Render every line of the items below as a Markdown table with two columns, Row and Line. Number the rows in order and leave out blank lines.

----------------

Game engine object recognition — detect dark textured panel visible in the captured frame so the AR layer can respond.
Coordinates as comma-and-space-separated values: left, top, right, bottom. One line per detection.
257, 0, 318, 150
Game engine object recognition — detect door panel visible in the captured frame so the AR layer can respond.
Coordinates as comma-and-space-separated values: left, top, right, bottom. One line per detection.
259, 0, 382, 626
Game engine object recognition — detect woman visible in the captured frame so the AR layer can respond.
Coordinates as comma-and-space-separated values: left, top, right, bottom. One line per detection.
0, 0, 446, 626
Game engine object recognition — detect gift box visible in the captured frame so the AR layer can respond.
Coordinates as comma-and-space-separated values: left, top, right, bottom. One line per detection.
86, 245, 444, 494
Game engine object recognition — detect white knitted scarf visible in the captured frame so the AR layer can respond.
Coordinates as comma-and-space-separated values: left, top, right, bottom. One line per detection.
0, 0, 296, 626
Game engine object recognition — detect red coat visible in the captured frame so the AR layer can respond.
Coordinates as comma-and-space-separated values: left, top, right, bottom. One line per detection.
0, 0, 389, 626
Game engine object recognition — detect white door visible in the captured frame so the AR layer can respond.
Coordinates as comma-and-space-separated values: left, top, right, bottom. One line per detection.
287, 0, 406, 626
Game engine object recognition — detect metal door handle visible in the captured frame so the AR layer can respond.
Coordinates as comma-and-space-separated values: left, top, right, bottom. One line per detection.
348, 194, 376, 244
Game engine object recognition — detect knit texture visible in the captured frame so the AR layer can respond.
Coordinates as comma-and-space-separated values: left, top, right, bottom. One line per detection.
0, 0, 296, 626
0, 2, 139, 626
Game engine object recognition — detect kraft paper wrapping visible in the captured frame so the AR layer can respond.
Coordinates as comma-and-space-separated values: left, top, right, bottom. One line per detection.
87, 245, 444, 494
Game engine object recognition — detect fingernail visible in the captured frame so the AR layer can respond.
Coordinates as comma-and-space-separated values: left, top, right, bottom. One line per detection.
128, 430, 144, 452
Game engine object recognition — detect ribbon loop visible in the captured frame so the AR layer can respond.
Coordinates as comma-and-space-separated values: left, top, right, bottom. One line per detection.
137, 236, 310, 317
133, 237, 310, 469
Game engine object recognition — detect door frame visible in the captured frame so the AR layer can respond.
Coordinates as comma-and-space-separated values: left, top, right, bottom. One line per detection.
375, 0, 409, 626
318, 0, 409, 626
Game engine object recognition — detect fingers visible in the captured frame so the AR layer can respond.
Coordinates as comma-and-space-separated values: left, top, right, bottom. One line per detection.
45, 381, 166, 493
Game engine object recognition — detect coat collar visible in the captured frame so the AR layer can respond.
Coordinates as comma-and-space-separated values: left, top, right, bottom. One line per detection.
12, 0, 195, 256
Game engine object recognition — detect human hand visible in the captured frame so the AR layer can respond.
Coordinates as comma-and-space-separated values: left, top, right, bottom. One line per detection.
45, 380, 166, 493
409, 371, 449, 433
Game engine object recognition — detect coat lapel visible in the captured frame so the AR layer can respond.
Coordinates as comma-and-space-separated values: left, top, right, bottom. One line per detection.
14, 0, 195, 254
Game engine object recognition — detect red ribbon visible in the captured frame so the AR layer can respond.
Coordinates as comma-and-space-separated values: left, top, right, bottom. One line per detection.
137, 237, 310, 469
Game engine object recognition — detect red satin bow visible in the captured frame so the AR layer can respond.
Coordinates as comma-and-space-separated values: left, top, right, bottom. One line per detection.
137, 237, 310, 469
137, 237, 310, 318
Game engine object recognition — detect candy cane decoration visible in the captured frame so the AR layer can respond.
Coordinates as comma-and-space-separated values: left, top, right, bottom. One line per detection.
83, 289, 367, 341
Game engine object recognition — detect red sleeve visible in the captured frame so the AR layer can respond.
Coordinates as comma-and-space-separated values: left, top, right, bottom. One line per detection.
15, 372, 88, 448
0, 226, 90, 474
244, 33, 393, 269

----------------

» **COMPLETE OUTPUT**
| Row | Line |
|---|---|
| 1 | Game engine object recognition — detect dark textured panel visible in the captured frame so the AR layer can respond. |
| 2 | Coordinates as comma-and-space-separated values: left, top, right, bottom. One line per detection. |
| 3 | 257, 0, 318, 150 |
| 4 | Game engine object recognition — detect door panel visible in the captured frame so the AR layer can respond. |
| 5 | Coordinates as comma-and-space-separated values: left, top, right, bottom. One line per detection. |
| 6 | 259, 0, 382, 626 |
| 7 | Game engine object recognition — detect woman visible in the captured frame so the AR layer can respond. |
| 8 | Coordinates as comma-and-space-separated values: left, top, right, bottom. One line per detection. |
| 9 | 0, 0, 446, 626 |
| 10 | Game engine object recognition — detect gift box visible in the captured frame so the AR layer can respond. |
| 11 | Coordinates as comma-and-space-separated values: left, top, right, bottom. One line per detection. |
| 12 | 86, 245, 444, 494 |
| 13 | Game engine object recognition — detect white knitted scarf visible in the captured frame so the AR layer can respond. |
| 14 | Coordinates as comma-and-space-separated values: left, top, right, bottom. One line per detection. |
| 15 | 0, 0, 296, 626 |
| 16 | Game engine object recognition — detect red coat visible in the captured frame so the AR layer can respond. |
| 17 | Coordinates as comma-and-space-separated values: left, top, right, bottom. One line per detection. |
| 18 | 0, 0, 389, 626 |
| 19 | Game engine object recognition — detect white door visible in the captured frame so the AR layer can respond. |
| 20 | Coordinates as comma-and-space-separated values: left, top, right, bottom. One line per detection. |
| 21 | 287, 0, 406, 626 |
| 22 | Game engine object recognition — detect metal door handle visible in the captured frame so the AR layer can respond. |
| 23 | Coordinates as comma-and-space-separated values: left, top, right, bottom. One line per detection. |
| 24 | 348, 194, 376, 244 |
| 25 | Game engine object recognition — detect knit texture visible in the captured frame so the AR layer can respond. |
| 26 | Coordinates as comma-and-space-separated values: left, top, right, bottom. One line per detection. |
| 27 | 0, 0, 296, 626 |
| 28 | 0, 2, 139, 626 |
| 29 | Game engine object recognition — detect kraft paper wrapping visible in the captured frame so the AR layer can respond. |
| 30 | Coordinates as comma-and-space-separated values: left, top, right, bottom. One line per detection. |
| 31 | 87, 245, 444, 494 |
| 32 | Game engine object recognition — detect fingernail visible in the captured frame so the AR layer can respond. |
| 33 | Coordinates as comma-and-space-separated values: left, top, right, bottom. One line per detection. |
| 34 | 128, 430, 144, 452 |
| 35 | Game engine object recognition — detect ribbon loop visible in the captured frame so the AR layer can respond. |
| 36 | Coordinates as comma-and-space-separated values: left, top, right, bottom. One line per detection. |
| 37 | 137, 236, 310, 317 |
| 38 | 133, 237, 310, 469 |
| 39 | Game engine object recognition — detect door frame visible in the captured frame so the AR layer can respond. |
| 40 | Coordinates as comma-and-space-separated values: left, top, right, bottom. One line per detection. |
| 41 | 375, 0, 409, 626 |
| 42 | 318, 0, 409, 626 |
| 43 | Game engine object recognition — detect fingers visible in the captured frame so the AR layer can respond. |
| 44 | Coordinates as comma-and-space-separated values: left, top, right, bottom. One line per detection. |
| 45 | 45, 381, 166, 493 |
| 46 | Game engine object recognition — detect coat collar visible in the captured frame so the AR layer can respond. |
| 47 | Coordinates as comma-and-space-separated values: left, top, right, bottom. One line per detection. |
| 48 | 12, 0, 195, 256 |
| 49 | Game engine object recognition — detect human hand visible in the captured frame so the AR layer can respond. |
| 50 | Coordinates as comma-and-space-separated values: left, top, right, bottom. One line per detection. |
| 51 | 45, 380, 166, 493 |
| 52 | 409, 371, 449, 433 |
| 53 | Game engine object recognition — detect coat lapel visible in the captured frame so the AR layer can respond. |
| 54 | Coordinates as comma-and-space-separated values: left, top, right, bottom. One line per detection. |
| 55 | 14, 0, 195, 254 |
| 56 | Game engine object recognition — detect red ribbon visible in the captured frame so the AR layer can respond. |
| 57 | Coordinates as comma-and-space-separated values: left, top, right, bottom. One line per detection. |
| 58 | 137, 237, 310, 469 |
| 59 | Game engine object recognition — detect red satin bow visible in the captured frame so the AR layer can respond. |
| 60 | Coordinates as comma-and-space-separated values: left, top, right, bottom. One line per detection. |
| 61 | 137, 237, 310, 469 |
| 62 | 137, 237, 310, 318 |
| 63 | Game engine object recognition — detect candy cane decoration visible in the captured frame so the AR layer can respond. |
| 64 | Coordinates as comma-and-space-separated values: left, top, right, bottom. One line per detection. |
| 65 | 83, 289, 367, 341 |
| 66 | Game engine object recognition — detect red sleeve visible in the captured frame so the AR layer can respond. |
| 67 | Coordinates as comma-and-space-separated values: left, top, right, bottom. One line per detection. |
| 68 | 15, 372, 88, 448 |
| 69 | 0, 226, 90, 474 |
| 70 | 244, 33, 393, 269 |